**Listed entries:**
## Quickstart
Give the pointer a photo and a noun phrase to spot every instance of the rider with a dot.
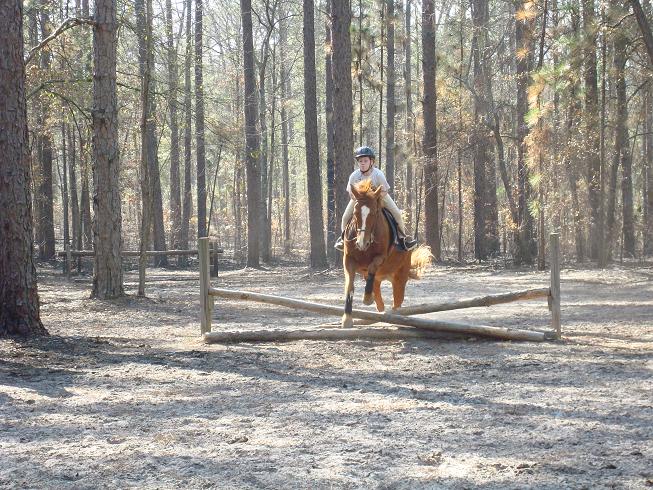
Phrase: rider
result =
(366, 170)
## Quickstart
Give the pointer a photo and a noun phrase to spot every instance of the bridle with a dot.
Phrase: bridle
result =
(362, 230)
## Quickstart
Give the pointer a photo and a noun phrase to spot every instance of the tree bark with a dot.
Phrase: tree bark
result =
(313, 174)
(144, 30)
(621, 157)
(644, 27)
(200, 150)
(187, 203)
(175, 188)
(151, 197)
(20, 314)
(648, 157)
(390, 102)
(252, 147)
(342, 101)
(592, 143)
(74, 198)
(430, 142)
(107, 226)
(486, 238)
(44, 198)
(525, 245)
(85, 199)
(285, 97)
(572, 158)
(332, 222)
(410, 117)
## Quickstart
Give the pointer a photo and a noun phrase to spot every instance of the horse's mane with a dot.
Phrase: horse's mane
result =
(365, 186)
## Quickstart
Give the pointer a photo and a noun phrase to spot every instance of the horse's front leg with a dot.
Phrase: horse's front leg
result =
(350, 274)
(399, 289)
(368, 298)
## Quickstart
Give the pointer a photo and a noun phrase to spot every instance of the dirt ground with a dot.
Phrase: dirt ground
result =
(125, 394)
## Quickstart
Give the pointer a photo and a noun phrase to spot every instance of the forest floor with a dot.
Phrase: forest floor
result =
(125, 394)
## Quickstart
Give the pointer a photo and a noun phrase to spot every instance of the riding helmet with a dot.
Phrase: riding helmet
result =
(364, 151)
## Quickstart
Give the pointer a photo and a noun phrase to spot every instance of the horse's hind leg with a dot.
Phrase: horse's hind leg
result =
(350, 274)
(371, 281)
(378, 298)
(399, 289)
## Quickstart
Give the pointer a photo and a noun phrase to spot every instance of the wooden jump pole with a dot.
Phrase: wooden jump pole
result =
(505, 333)
(480, 301)
(337, 333)
(554, 296)
(206, 301)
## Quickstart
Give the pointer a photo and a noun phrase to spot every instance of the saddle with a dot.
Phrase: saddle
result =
(395, 235)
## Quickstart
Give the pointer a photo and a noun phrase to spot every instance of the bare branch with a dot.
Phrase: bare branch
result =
(67, 24)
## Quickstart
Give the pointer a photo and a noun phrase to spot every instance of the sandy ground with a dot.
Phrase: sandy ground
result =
(124, 394)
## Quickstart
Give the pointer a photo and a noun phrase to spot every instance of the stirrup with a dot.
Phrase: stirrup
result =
(409, 243)
(339, 245)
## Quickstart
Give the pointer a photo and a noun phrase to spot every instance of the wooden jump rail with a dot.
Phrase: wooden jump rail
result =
(425, 326)
(69, 254)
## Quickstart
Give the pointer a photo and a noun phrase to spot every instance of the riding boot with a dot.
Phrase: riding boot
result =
(409, 243)
(340, 243)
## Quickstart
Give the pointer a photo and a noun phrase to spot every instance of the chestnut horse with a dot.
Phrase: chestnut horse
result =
(370, 251)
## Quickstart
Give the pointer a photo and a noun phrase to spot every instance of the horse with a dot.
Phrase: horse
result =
(370, 251)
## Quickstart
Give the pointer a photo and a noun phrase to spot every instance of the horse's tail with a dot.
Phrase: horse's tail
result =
(420, 259)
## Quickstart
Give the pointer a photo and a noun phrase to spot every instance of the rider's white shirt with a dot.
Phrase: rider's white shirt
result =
(376, 175)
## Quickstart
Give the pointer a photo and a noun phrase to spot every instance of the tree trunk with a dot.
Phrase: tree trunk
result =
(74, 199)
(65, 203)
(285, 97)
(390, 97)
(44, 198)
(429, 107)
(648, 156)
(380, 85)
(175, 188)
(144, 32)
(19, 297)
(644, 27)
(342, 101)
(525, 245)
(151, 196)
(572, 157)
(251, 138)
(592, 142)
(313, 174)
(265, 232)
(486, 238)
(621, 155)
(107, 241)
(85, 199)
(332, 222)
(187, 203)
(200, 150)
(410, 117)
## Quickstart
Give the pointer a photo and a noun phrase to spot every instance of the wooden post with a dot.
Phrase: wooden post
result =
(206, 302)
(215, 250)
(554, 302)
(67, 260)
(505, 333)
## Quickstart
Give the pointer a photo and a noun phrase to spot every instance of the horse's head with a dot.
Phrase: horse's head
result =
(366, 210)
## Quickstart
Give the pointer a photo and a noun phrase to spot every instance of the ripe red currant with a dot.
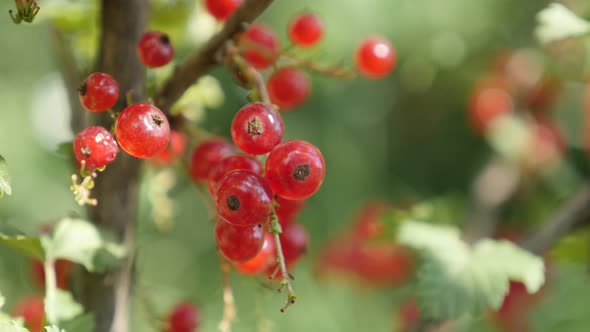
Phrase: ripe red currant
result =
(243, 198)
(32, 311)
(238, 243)
(95, 146)
(257, 128)
(295, 169)
(262, 260)
(305, 29)
(154, 49)
(143, 130)
(63, 272)
(207, 154)
(99, 92)
(375, 57)
(174, 151)
(288, 209)
(229, 164)
(294, 242)
(288, 87)
(260, 45)
(222, 9)
(184, 317)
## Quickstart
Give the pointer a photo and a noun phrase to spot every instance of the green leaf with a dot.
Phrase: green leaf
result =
(456, 279)
(27, 245)
(61, 307)
(556, 22)
(4, 178)
(80, 241)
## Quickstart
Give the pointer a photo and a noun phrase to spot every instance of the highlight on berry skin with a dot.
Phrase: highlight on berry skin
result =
(155, 49)
(375, 57)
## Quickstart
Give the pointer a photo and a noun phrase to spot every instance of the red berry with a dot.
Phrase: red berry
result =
(238, 243)
(375, 57)
(243, 198)
(222, 9)
(143, 130)
(257, 128)
(305, 29)
(63, 272)
(32, 310)
(174, 151)
(295, 169)
(99, 92)
(154, 49)
(288, 87)
(183, 318)
(260, 45)
(263, 259)
(288, 209)
(229, 164)
(95, 146)
(294, 242)
(207, 154)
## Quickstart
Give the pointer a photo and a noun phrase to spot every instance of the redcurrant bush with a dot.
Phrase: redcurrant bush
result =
(206, 155)
(288, 87)
(305, 29)
(143, 130)
(95, 146)
(257, 128)
(229, 164)
(375, 57)
(99, 92)
(184, 317)
(238, 243)
(32, 310)
(295, 169)
(260, 45)
(243, 198)
(222, 9)
(155, 49)
(263, 259)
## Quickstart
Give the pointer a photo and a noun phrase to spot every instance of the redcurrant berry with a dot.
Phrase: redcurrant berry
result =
(375, 57)
(229, 164)
(305, 29)
(32, 311)
(243, 198)
(143, 130)
(99, 92)
(154, 49)
(288, 87)
(63, 271)
(294, 242)
(257, 128)
(207, 154)
(95, 146)
(288, 209)
(295, 169)
(238, 243)
(184, 317)
(260, 262)
(260, 45)
(222, 9)
(174, 151)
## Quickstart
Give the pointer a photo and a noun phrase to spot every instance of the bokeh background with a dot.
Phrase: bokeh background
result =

**Directions:** The data above holds the lines to copy: start at the one with "Phrase: stirrup", stop at the one with "Phrase: ripe red currant", include both, copy them exactly without pictures, and copy nothing else.

**Written solution:**
Phrase: stirrup
result =
(409, 243)
(339, 245)
## Quickstart
Give the pointer a photo and a noun phrase to spot every instance of the wooden jump rail with a dot.
Phrase: wooden jump rail
result =
(425, 326)
(69, 254)
## Quickstart
Give the pointer a photo and a noun phrase to spot every instance of the riding boot with a dot.
Phrase: riding boot
result =
(409, 243)
(340, 243)
## Quickstart
Give the pointer a photo and a noun phrase to spot every instance of the chestnut horse with a dot.
Phrase: chestnut horse
result =
(370, 251)
## Quickstart
Give the pointer a photo and a noun phrase to spot every instance of the horse with a dot.
Phrase: horse
result =
(370, 251)
## Quickstart
Give the pointer a photo and a noun phrase to spot every instance of the horse's tail with a dot.
Phrase: horse's tail
result =
(420, 259)
## Quickstart
Give the pointer a photo and a noun phrase to spot every instance of the rider's white shirt with a dot.
Phrase: rider's white shirt
result =
(376, 175)
## Quickstart
Give the pointer a photo and a noun phrase to spot every instance of the tree trunk with a dot.
Phrase: tree trunk
result =
(74, 199)
(65, 203)
(285, 97)
(390, 97)
(44, 198)
(429, 107)
(648, 156)
(380, 85)
(175, 188)
(144, 32)
(19, 297)
(644, 27)
(342, 101)
(525, 245)
(151, 196)
(572, 157)
(251, 138)
(592, 142)
(313, 174)
(265, 232)
(486, 238)
(621, 155)
(107, 241)
(85, 199)
(332, 222)
(187, 203)
(200, 150)
(410, 117)
## Quickstart
Give the pointer a photo and a noun phrase to spot every instance of the wooden post with a dot.
Phrase: wooden post
result =
(206, 302)
(215, 250)
(554, 302)
(67, 260)
(505, 333)
## Quickstart
Give the pointer a photo and a noun phrase to spot every instance of the horse's head with a dot.
Phrase: horse's head
result =
(366, 210)
## Quickstart
Give the pointer a photo and a noun phrase to spot every instance of the ripe red currant with a dot.
Phrase: ripe red currant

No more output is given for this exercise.